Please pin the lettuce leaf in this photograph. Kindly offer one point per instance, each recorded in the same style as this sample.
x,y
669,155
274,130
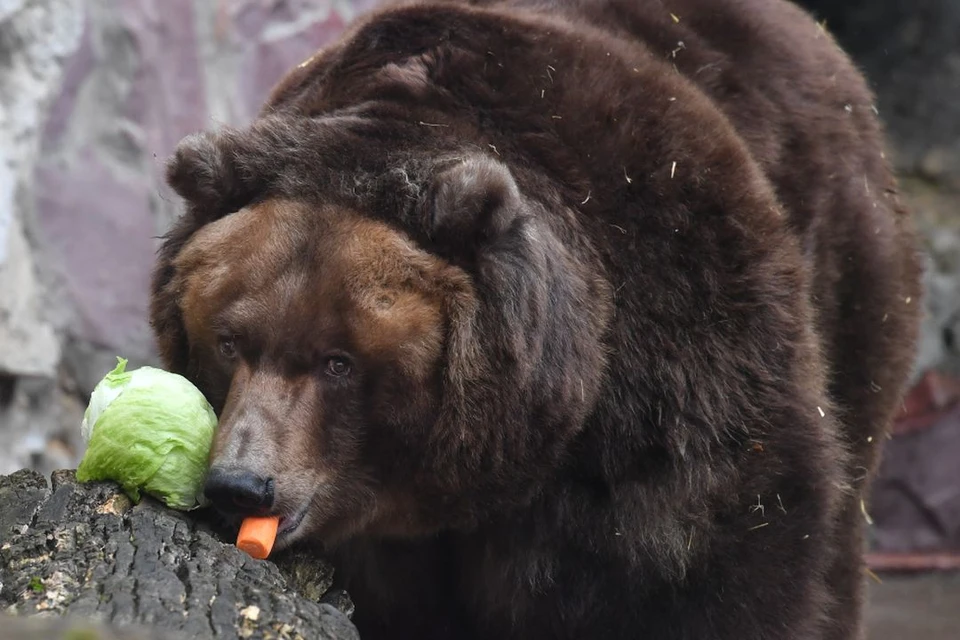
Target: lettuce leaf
x,y
150,431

■ What to do
Copy out the rows above word for word, and leave the pictures out of your copy.

■ Written solution
Please pin the lettuce leaf in this photograph. Kindly offer one point per instance, each recorded in the same style as this sample.
x,y
669,155
274,130
Target: lettuce leaf
x,y
150,431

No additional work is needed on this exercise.